**EXERCISE INSTRUCTIONS**
Put the lines below, starting with the line that contains "like [(628, 1092)]." and going on through the line that contains "794), (471, 1215)]", into a Markdown table with the columns Row and Line text. Number each row and leave out any blank lines.

**EXCERPTED RECORDS**

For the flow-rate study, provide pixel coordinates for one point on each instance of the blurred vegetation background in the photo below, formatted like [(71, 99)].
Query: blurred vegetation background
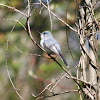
[(31, 74)]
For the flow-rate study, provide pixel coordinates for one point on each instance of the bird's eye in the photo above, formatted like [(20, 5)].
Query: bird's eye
[(44, 33)]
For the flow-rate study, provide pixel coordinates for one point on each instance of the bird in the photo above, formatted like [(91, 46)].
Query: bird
[(50, 45)]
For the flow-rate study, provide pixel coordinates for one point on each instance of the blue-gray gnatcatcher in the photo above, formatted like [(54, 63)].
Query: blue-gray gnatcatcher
[(50, 45)]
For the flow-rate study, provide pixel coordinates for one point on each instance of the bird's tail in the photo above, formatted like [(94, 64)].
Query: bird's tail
[(63, 59)]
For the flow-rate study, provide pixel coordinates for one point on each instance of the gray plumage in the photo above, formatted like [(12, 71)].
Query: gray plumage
[(50, 45)]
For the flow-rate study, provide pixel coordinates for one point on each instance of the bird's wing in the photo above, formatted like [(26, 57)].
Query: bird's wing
[(53, 45)]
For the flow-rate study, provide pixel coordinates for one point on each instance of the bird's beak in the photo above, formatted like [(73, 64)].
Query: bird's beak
[(39, 32)]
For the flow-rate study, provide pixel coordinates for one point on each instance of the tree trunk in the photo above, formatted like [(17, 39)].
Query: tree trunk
[(87, 31)]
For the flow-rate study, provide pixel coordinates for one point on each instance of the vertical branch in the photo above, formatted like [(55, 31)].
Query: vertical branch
[(82, 40), (87, 31)]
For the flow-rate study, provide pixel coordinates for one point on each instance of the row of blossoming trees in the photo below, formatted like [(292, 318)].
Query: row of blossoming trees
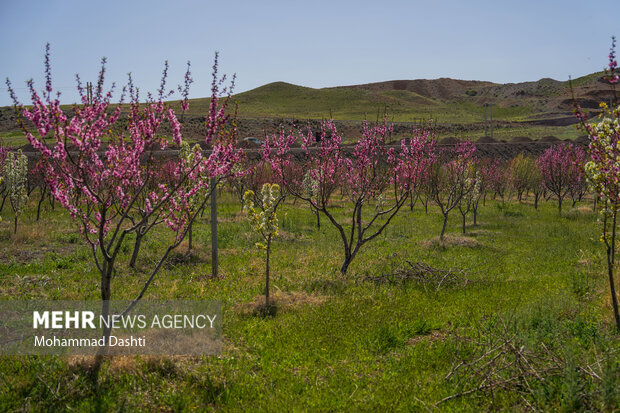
[(105, 173)]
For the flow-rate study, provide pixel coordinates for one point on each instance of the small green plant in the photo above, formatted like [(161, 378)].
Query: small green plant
[(264, 221)]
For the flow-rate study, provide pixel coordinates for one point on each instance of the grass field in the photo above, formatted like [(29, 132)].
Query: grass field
[(337, 343)]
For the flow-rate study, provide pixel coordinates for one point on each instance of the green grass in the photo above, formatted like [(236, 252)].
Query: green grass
[(337, 343)]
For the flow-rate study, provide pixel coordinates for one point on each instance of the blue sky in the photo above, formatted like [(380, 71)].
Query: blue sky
[(315, 44)]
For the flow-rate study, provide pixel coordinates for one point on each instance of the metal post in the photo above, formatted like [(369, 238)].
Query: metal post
[(491, 124), (213, 227), (485, 119)]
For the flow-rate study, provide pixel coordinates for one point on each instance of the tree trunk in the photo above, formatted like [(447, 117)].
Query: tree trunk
[(443, 228), (43, 193), (136, 249), (610, 268), (189, 235), (267, 273), (345, 265), (3, 201)]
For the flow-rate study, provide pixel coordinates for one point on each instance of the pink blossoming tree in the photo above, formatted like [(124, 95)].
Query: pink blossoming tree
[(377, 178), (603, 172), (561, 169), (102, 170)]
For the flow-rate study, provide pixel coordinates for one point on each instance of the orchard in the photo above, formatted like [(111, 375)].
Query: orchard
[(395, 262)]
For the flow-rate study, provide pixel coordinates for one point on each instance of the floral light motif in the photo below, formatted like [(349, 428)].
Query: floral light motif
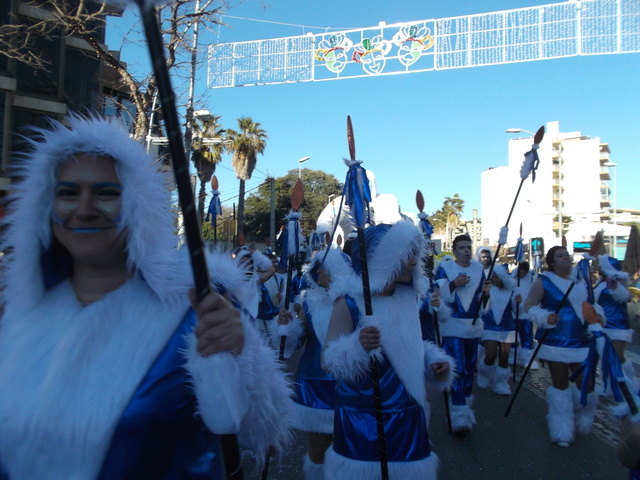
[(412, 42), (334, 52), (371, 54)]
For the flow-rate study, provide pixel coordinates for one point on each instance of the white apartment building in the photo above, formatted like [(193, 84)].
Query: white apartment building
[(572, 183)]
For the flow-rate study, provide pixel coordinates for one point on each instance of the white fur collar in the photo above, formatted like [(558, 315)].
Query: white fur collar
[(578, 293), (401, 337), (72, 371), (466, 294), (500, 300)]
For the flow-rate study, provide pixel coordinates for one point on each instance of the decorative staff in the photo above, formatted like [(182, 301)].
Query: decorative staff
[(575, 279), (427, 231), (229, 443), (519, 256), (529, 166), (215, 208), (358, 196), (600, 348), (291, 248)]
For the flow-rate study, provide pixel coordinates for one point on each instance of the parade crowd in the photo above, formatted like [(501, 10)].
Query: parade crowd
[(112, 367)]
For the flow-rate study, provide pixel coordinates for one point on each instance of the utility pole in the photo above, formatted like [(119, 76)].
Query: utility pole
[(272, 229)]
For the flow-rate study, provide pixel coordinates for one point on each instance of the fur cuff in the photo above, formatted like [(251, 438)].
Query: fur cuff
[(292, 332), (345, 358), (539, 315), (434, 354)]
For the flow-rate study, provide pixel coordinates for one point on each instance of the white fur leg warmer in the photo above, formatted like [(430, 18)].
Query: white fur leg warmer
[(560, 417)]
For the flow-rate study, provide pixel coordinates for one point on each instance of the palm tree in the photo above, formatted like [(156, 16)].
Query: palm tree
[(245, 145), (206, 154), (448, 216)]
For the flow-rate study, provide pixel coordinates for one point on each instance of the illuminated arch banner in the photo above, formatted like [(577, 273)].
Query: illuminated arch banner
[(586, 27)]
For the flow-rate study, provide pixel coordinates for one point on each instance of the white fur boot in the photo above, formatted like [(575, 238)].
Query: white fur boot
[(630, 375), (584, 414), (312, 471), (485, 375), (524, 356), (560, 417), (501, 381), (462, 420)]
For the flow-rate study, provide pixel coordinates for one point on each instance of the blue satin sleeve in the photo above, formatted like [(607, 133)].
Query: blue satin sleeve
[(314, 387), (160, 436)]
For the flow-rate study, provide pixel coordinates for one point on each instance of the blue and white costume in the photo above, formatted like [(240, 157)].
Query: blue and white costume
[(524, 325), (404, 361), (460, 337), (116, 388)]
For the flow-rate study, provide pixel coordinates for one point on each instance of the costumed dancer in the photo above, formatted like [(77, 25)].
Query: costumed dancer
[(259, 269), (612, 294), (328, 278), (106, 370), (406, 363), (461, 284), (565, 344), (523, 323), (499, 332)]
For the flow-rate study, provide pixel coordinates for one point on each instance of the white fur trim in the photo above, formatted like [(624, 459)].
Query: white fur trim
[(625, 335), (499, 336), (562, 355), (345, 358), (310, 419), (434, 354), (560, 418), (609, 271), (312, 471), (337, 466), (292, 332)]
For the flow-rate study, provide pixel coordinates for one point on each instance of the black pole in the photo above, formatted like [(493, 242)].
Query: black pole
[(229, 443), (375, 372)]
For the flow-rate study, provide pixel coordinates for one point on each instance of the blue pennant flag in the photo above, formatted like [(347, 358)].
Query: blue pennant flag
[(584, 273), (215, 208), (530, 164), (425, 225), (357, 193), (519, 253)]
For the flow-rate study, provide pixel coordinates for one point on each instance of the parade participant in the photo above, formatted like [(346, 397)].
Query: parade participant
[(565, 345), (499, 332), (612, 294), (461, 284), (484, 255), (328, 278), (105, 369), (406, 363), (523, 324)]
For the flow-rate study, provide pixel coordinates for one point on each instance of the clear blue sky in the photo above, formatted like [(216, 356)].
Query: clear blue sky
[(434, 131)]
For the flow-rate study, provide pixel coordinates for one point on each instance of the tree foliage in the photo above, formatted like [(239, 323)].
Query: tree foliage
[(318, 185), (86, 19)]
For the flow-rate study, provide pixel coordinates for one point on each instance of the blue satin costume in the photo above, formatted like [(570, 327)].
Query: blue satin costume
[(507, 322), (464, 350), (569, 332), (427, 321), (160, 436), (355, 430), (616, 313), (314, 387)]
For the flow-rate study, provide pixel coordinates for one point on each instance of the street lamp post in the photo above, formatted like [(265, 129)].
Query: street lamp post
[(300, 161), (615, 207)]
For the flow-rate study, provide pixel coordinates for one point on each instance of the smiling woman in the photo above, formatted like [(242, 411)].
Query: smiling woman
[(108, 368)]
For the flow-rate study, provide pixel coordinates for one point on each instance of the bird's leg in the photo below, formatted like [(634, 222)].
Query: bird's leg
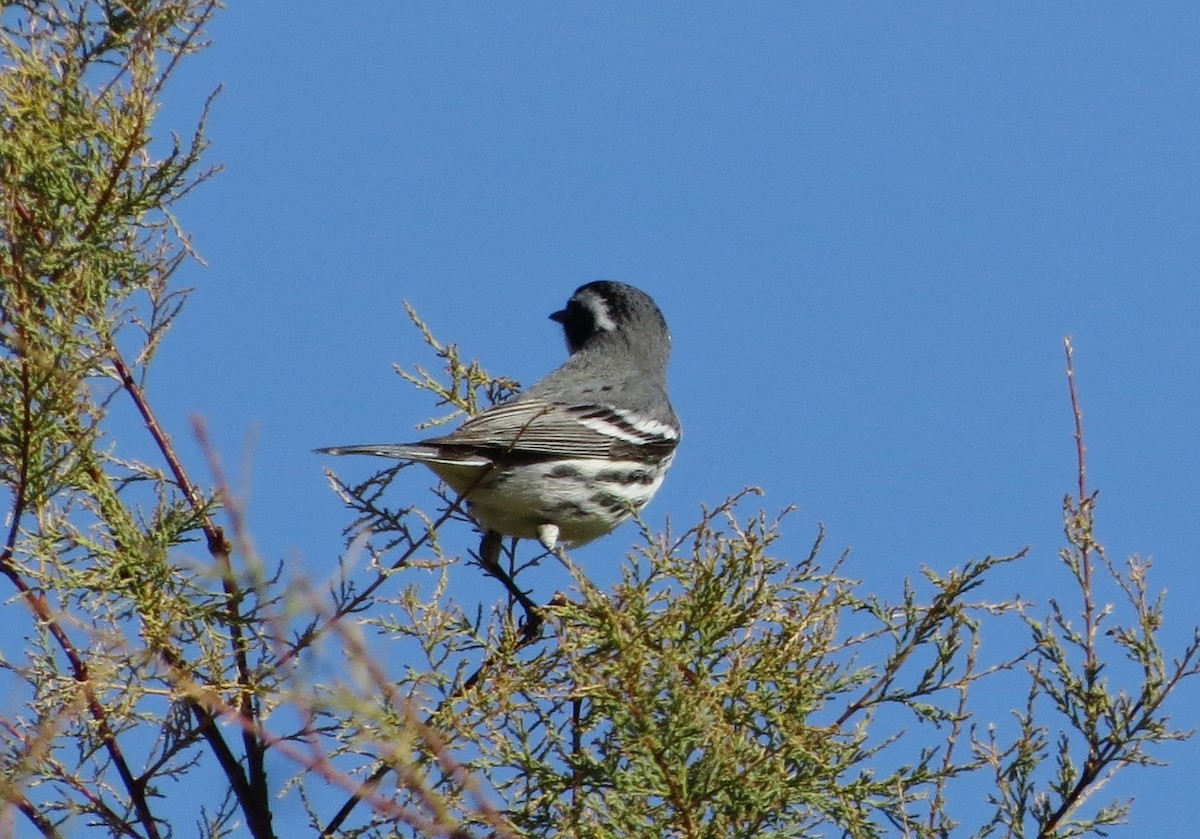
[(490, 561)]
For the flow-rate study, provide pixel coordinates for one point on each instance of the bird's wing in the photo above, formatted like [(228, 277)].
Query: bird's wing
[(540, 427)]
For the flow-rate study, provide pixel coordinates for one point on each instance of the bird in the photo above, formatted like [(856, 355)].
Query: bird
[(581, 450)]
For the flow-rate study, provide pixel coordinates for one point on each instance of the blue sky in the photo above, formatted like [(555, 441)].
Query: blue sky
[(869, 226)]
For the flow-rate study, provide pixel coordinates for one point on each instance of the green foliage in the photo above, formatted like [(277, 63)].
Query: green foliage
[(726, 687)]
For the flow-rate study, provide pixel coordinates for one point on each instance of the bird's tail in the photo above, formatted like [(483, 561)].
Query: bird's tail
[(418, 451), (397, 450)]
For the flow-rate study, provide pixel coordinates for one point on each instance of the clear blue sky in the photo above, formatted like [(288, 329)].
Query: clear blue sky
[(869, 227)]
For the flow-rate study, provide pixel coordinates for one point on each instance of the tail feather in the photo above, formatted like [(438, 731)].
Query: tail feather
[(418, 451)]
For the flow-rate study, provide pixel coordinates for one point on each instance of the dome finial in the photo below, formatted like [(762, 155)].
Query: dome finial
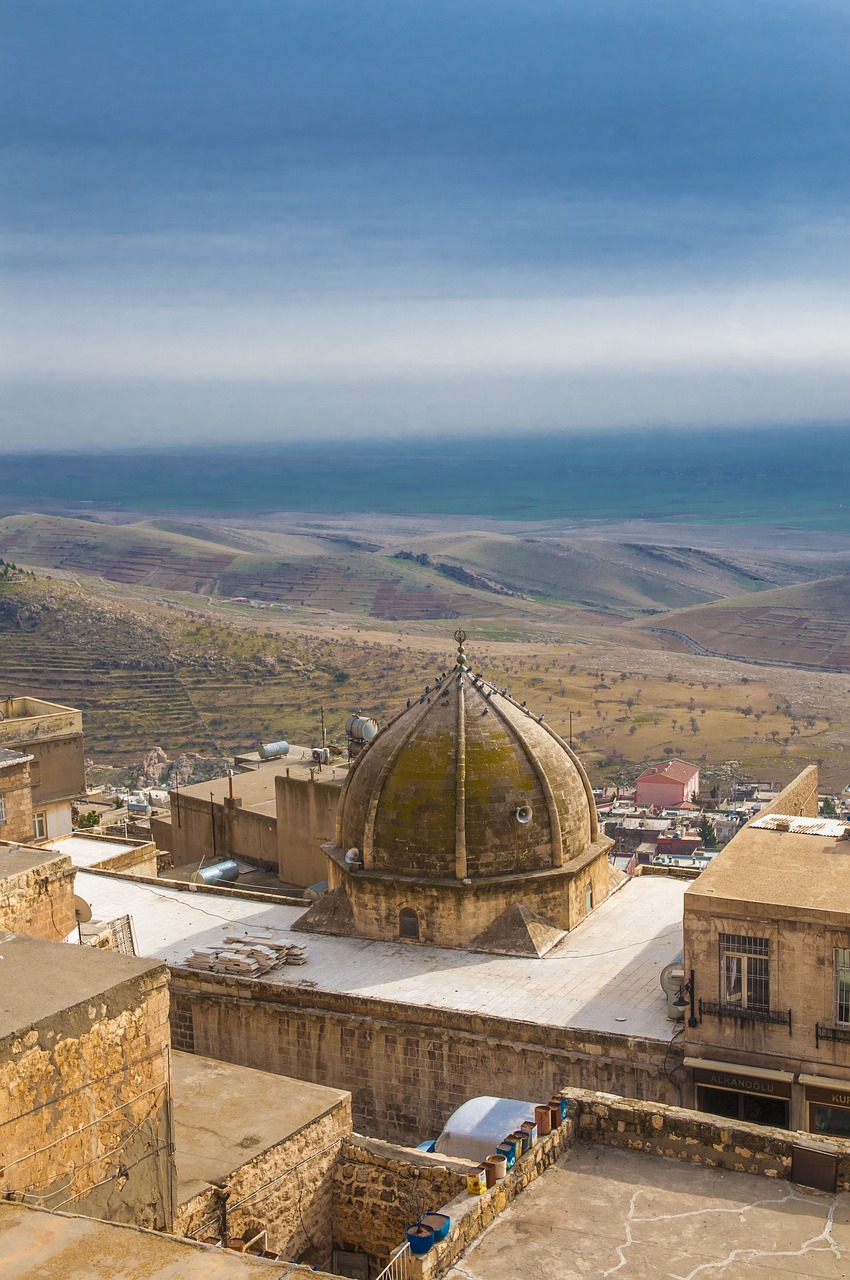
[(461, 657)]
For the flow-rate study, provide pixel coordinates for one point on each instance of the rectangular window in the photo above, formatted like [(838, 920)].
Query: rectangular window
[(745, 970), (842, 986)]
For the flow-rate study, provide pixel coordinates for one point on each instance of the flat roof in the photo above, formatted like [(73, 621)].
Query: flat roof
[(40, 979), (636, 1216), (256, 786), (37, 1243), (224, 1115), (88, 850), (786, 871), (603, 977)]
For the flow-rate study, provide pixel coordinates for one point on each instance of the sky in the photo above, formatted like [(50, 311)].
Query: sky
[(291, 218)]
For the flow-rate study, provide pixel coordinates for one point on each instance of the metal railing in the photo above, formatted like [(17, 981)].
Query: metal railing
[(835, 1033), (745, 1014), (398, 1266)]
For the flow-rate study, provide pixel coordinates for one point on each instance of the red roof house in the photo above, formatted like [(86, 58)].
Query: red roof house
[(668, 784)]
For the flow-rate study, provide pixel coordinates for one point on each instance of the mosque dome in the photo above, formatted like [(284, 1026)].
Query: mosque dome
[(466, 784)]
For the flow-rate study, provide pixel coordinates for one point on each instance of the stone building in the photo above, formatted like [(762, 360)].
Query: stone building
[(53, 735), (85, 1087), (16, 795), (767, 956), (274, 814), (467, 822)]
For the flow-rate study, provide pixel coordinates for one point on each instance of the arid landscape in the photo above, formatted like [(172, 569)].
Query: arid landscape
[(210, 638)]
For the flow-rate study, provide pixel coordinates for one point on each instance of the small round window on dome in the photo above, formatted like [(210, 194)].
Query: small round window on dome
[(408, 923)]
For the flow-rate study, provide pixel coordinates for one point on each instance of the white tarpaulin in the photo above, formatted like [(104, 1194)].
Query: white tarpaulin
[(475, 1129)]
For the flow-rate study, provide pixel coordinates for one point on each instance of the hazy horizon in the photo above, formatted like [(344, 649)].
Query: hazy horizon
[(266, 223)]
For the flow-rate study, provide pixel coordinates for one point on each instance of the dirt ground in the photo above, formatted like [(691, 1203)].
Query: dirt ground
[(602, 1212)]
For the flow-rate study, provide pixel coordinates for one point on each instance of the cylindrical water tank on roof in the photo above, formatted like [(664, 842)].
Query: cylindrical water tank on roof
[(216, 873), (364, 728)]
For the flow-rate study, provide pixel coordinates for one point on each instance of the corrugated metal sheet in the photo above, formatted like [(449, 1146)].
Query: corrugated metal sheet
[(830, 827)]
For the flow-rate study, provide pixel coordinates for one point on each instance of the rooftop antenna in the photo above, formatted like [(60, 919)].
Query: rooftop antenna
[(461, 656)]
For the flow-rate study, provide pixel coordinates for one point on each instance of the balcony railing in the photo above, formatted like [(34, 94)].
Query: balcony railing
[(398, 1266), (831, 1033), (744, 1014)]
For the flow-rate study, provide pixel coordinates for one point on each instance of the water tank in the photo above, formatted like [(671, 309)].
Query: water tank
[(672, 979), (362, 728), (216, 873)]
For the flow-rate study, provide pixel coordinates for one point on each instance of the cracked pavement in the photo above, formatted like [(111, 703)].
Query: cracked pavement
[(608, 1214)]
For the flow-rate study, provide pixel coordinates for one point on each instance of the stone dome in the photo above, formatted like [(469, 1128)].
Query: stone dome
[(466, 784)]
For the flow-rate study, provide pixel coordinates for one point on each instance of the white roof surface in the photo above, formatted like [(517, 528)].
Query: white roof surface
[(603, 977), (87, 850)]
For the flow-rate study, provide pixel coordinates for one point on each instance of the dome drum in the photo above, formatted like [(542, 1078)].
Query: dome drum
[(462, 807)]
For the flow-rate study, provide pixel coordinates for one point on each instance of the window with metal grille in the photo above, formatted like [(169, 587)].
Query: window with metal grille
[(745, 970), (842, 984)]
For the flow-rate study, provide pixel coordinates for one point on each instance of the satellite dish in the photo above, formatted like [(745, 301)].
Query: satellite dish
[(82, 910)]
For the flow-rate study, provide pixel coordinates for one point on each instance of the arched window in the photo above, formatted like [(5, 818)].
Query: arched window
[(408, 923)]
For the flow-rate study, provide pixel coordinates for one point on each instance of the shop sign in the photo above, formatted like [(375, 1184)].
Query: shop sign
[(832, 1097), (741, 1083)]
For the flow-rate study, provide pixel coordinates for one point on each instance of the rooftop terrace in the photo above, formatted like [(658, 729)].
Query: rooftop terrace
[(603, 977)]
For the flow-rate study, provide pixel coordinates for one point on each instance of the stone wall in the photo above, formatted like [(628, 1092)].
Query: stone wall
[(306, 819), (379, 1189), (286, 1191), (37, 900), (695, 1137), (85, 1095), (240, 831), (406, 1066), (16, 794), (471, 1215)]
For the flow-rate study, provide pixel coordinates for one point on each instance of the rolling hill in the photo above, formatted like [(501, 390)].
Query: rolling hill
[(803, 625)]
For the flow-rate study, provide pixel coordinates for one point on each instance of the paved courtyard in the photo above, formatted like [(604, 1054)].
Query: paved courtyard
[(603, 977), (607, 1214)]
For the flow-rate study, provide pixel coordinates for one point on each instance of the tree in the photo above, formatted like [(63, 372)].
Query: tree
[(708, 832)]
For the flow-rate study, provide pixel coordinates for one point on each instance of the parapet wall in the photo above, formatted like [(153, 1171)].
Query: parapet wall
[(799, 799), (287, 1191), (37, 900), (407, 1066), (695, 1137)]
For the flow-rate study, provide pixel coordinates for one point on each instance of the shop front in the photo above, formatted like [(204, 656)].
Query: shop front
[(827, 1106), (759, 1097)]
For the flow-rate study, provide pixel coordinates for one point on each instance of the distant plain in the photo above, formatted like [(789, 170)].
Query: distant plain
[(213, 630)]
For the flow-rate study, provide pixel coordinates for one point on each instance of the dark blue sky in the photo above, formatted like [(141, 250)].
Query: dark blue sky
[(274, 218)]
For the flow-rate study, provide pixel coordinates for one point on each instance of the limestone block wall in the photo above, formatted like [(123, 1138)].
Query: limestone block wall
[(694, 1137), (39, 901), (85, 1098), (287, 1191), (17, 795), (379, 1189), (407, 1066)]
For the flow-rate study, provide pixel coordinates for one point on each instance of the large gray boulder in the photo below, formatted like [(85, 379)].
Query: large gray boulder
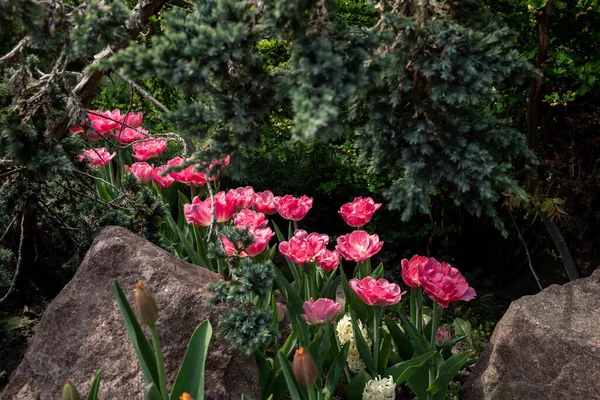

**RESULT FOR THIS EXERCISE**
| Row | Line text |
|---|---|
| 1 | For the flow-rate study, provide pixel coordinates for one point on each instance of the stone wall in the photo above, formatted like [(628, 1092)]. |
| 2 | Query: stone wall |
| 3 | [(306, 819), (379, 1189), (286, 1191), (37, 900), (695, 1137), (85, 1095), (240, 831), (406, 1066), (16, 794), (471, 1215)] |